Debemos lograr que en Colombia, la impunidad sea no solo improbable, sino impensable. No se trata de “quién era” en términos de apellido, posición o educación, sino de “quién fue” en esencia: un hombre que creía en puentes y no en fosas, que veía en la política un servicio, no una trinchera. Miguel encarnaba la posibilidad de disentir sin destruir, de debatir sin aniquilar. Pero en Colombia, hacer política puede costar la vida. Y cuando la democracia se convierte en un riesgo mortal, no estamos frente a un desacuerdo ideológico, sino ante un sistema roto que renuncia a proteger a quienes lo sostienen. 

Allí radica la verdadera gravedad: un Estado incapaz de garantizar la seguridad de sus actores políticos no solo falla a su gente, sino que abre las puertas a una dictadura de la violencia. Este asesinato debe ser un punto de quiebre. Una llamada de atención para un liderazgo que durante años ha desgastado su legitimidad en difamaciones y ataques personales, en lugar de construir consensos y soluciones. La política colombiana no puede seguir siendo un terreno donde la calumnia y la polarización sean las armas predilectas. Porque cada vez que elegimos el desprecio sobre el respeto, cavamos un poco más la fosa de nuestra democracia. Miguel Uribe no está. Pero su muerte nos obliga a mirar a Colombia a los ojos y preguntarnos: ¿seremos un país que deja que sus mejores voces se apaguen en silencio, o uno que decide levantarse y hacer que nunca más sea posible callarlas a balas?

Registros suministrados:
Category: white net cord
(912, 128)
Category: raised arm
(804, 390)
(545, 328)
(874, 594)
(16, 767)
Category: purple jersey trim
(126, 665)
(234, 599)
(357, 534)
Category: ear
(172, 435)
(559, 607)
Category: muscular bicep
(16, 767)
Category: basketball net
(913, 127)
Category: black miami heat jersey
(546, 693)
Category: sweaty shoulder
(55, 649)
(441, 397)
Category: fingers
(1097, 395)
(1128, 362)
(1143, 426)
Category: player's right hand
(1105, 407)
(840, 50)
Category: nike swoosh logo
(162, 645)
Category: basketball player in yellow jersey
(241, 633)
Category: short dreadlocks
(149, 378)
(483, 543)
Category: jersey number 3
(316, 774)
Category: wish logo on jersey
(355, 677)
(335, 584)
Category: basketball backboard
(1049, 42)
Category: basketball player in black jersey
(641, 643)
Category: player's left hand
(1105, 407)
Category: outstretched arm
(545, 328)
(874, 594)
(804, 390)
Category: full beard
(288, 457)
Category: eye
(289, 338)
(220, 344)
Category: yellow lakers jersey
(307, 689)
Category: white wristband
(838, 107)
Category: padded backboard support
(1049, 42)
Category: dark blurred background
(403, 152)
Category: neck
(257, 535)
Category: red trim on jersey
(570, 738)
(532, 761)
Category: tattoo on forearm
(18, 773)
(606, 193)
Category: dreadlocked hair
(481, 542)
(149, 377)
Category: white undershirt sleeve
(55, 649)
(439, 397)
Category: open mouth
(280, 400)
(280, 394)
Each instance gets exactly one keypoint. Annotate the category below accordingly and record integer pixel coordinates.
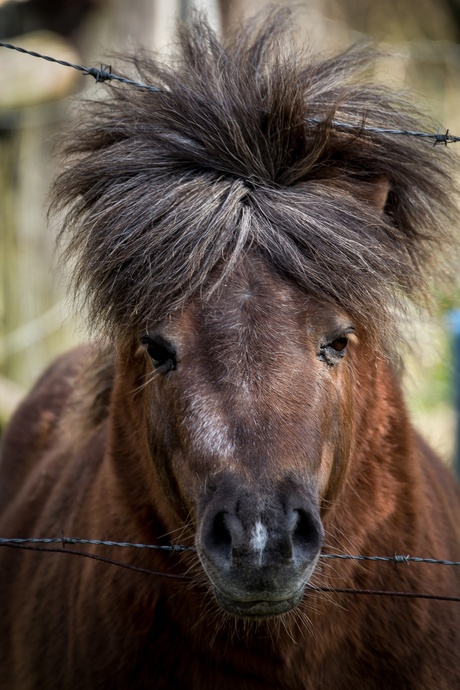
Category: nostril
(307, 532)
(220, 538)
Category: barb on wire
(100, 75)
(104, 73)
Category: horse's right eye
(161, 352)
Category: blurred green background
(39, 101)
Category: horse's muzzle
(259, 552)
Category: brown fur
(214, 222)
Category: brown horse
(246, 238)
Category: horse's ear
(375, 192)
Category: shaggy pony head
(241, 151)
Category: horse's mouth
(258, 608)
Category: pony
(246, 242)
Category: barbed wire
(395, 558)
(104, 74)
(100, 75)
(41, 545)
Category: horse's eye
(333, 350)
(161, 352)
(339, 344)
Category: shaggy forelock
(240, 153)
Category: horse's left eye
(161, 352)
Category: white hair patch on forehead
(259, 539)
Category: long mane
(239, 151)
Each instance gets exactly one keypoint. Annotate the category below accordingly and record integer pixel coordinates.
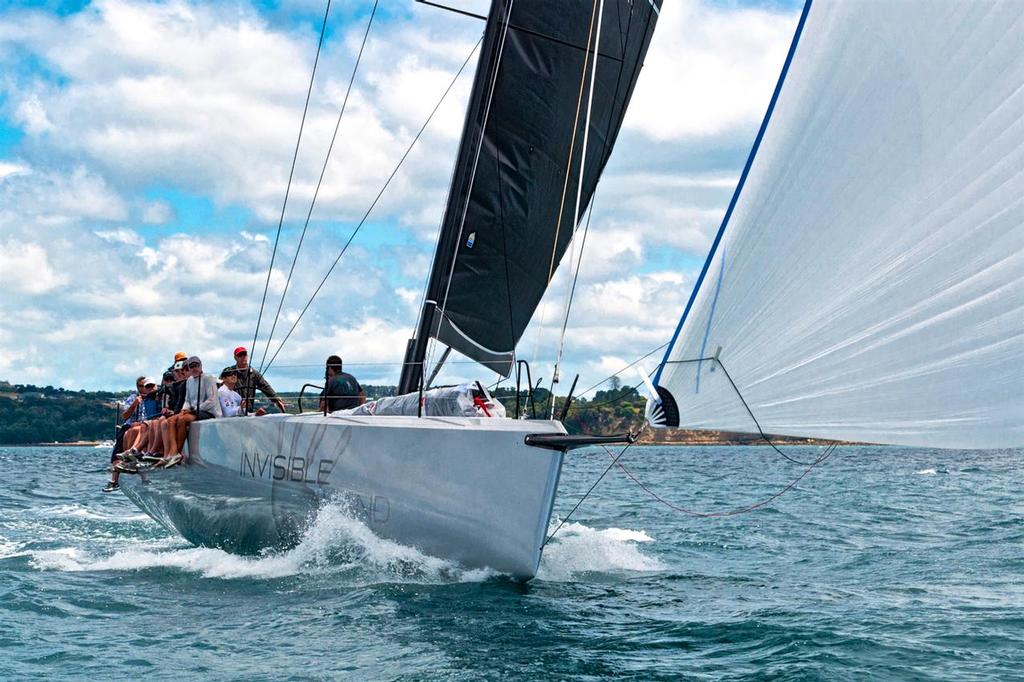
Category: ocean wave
(579, 549)
(335, 543)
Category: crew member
(250, 380)
(342, 390)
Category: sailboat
(548, 99)
(864, 285)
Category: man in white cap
(201, 402)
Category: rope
(570, 290)
(312, 203)
(732, 512)
(291, 174)
(372, 206)
(568, 162)
(757, 423)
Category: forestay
(867, 284)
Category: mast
(469, 150)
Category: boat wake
(578, 549)
(342, 547)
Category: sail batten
(873, 288)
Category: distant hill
(44, 414)
(33, 414)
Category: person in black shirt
(342, 390)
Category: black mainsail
(512, 207)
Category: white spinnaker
(869, 283)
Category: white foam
(9, 548)
(336, 542)
(578, 549)
(83, 511)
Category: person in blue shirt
(138, 409)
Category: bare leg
(168, 433)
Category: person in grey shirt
(250, 380)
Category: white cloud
(121, 236)
(32, 114)
(709, 70)
(206, 99)
(157, 213)
(25, 268)
(8, 169)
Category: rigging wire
(472, 176)
(320, 181)
(366, 215)
(291, 174)
(731, 512)
(570, 288)
(587, 494)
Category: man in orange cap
(250, 380)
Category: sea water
(882, 563)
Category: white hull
(458, 487)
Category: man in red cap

Tareas pendientes:
• 1. Enumera los pares de términos contrapuestos con los que el texto sobre Miguel Uribe describe lo que él creía, veía o encarnaba.
• 2. Prolonga el texto sobre Miguel Uribe a partir de su última oración.
Los registros provienen de una fuente distinta.

Respuestas:
• 1.
- puentes / fosas
- servicio / trinchera
- disentir / destruir
- debatir / aniquilar

• 2.
Que la vida de Miguel no termine siendo una estadística más. Que su nombre se convierta en un compromiso vivo de que en esta tierra la verdad, la justicia y la dignidad no se negocian. Que este no sea el final de una historia, sino el principio de un país que se niega a enterrar su esperanza.


El chaleco antibalas no sirve

la pistola nueve milímetros no sirve

el colt caballito 48 no sirve

la miniuzi es chatarra vieja

lo único que sirve es la vida, hermano.